| PROMPT |
Lines before the one containing "Where can the player's bare" are excluded; reproduce that line and all lines after it in the entries below, exactly.

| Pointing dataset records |
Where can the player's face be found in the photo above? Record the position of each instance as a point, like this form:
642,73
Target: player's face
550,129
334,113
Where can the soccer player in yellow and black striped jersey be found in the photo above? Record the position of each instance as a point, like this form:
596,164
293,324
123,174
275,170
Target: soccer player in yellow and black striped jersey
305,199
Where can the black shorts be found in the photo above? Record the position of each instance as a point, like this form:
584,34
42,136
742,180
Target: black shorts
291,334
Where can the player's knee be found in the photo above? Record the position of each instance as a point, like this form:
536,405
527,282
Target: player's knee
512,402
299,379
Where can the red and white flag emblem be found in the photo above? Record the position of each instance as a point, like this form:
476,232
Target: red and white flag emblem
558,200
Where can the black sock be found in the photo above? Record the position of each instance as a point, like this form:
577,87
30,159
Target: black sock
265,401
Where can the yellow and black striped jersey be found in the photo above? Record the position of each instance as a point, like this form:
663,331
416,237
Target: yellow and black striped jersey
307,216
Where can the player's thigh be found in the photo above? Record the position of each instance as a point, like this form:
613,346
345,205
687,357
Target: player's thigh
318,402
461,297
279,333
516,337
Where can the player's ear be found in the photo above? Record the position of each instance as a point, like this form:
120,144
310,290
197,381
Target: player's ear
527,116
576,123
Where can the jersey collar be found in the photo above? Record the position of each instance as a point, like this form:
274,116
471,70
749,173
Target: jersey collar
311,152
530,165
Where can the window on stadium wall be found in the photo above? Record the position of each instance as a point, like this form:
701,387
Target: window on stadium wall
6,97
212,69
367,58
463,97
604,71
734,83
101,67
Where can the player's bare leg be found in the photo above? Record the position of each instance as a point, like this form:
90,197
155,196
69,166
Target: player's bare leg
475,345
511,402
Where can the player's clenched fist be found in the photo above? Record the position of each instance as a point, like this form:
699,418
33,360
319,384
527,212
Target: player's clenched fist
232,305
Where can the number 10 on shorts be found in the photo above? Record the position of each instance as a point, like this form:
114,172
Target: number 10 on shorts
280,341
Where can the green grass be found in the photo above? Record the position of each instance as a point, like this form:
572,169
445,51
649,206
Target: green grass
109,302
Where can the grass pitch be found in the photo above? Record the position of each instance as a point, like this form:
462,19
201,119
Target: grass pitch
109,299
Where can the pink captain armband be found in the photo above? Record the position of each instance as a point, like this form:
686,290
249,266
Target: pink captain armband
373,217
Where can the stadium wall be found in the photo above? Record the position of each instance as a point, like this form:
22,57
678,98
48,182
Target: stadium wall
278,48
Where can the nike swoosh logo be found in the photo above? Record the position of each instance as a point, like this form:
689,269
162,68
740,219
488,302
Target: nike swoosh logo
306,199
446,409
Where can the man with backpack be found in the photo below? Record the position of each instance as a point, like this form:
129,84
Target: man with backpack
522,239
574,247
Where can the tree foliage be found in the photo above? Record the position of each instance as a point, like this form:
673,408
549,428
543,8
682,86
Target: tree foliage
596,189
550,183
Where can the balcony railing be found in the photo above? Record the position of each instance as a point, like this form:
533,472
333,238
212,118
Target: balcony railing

| EXERCISE RESPONSE |
Where can the player's bare leg be found in the photo above? Record the position of each instance as a point, like this form:
90,197
155,196
69,166
Target: player's bare leg
475,345
511,402
Where can the player's clenched fist be found in the photo above? Record the position of each instance as a point, like this form:
699,418
33,360
319,384
527,212
Target: player's clenched fist
232,305
Where can the number 10 on shorts be found in the photo above? Record the position of each instance as a point, like this form:
114,172
Target: number 10 on shorts
280,341
Where can the green grass be found in the photo above? Record the position of each instance as a point, like this form:
572,169
445,51
649,206
Target: green grass
109,302
Where can the grass pitch be found in the photo above? Record the position of each instance as a point, like this form:
462,19
201,119
Target: grass pitch
109,299
Where can the pink captain armband be found in the photo above? Record the position of each instance as a point, like this form:
686,290
249,266
Target: pink captain armband
373,217
Where can the stadium wall be found in the photo above? Record the position of each instance as a point, like this form:
22,57
678,98
48,182
Target: stadium wall
278,48
Where can the nike swoosh logo be found in the photo above? Record the position of each instance as a point, like this form:
689,269
162,68
740,219
488,302
Target: nike swoosh logo
306,199
446,409
Where can the man with backpack be found in the photo below? Record the position of each instance as a point, like this form:
129,84
Target: man with backpack
522,239
574,247
Where can the tree foliage be found in the photo above? Record the position of each instance as a point, like this form:
673,408
549,428
543,8
682,86
Target: tree foliage
596,189
550,183
Where can the balcony railing be found in the photo above? Record the position of each instance as a point, like this form:
533,472
333,238
212,118
Target: balcony railing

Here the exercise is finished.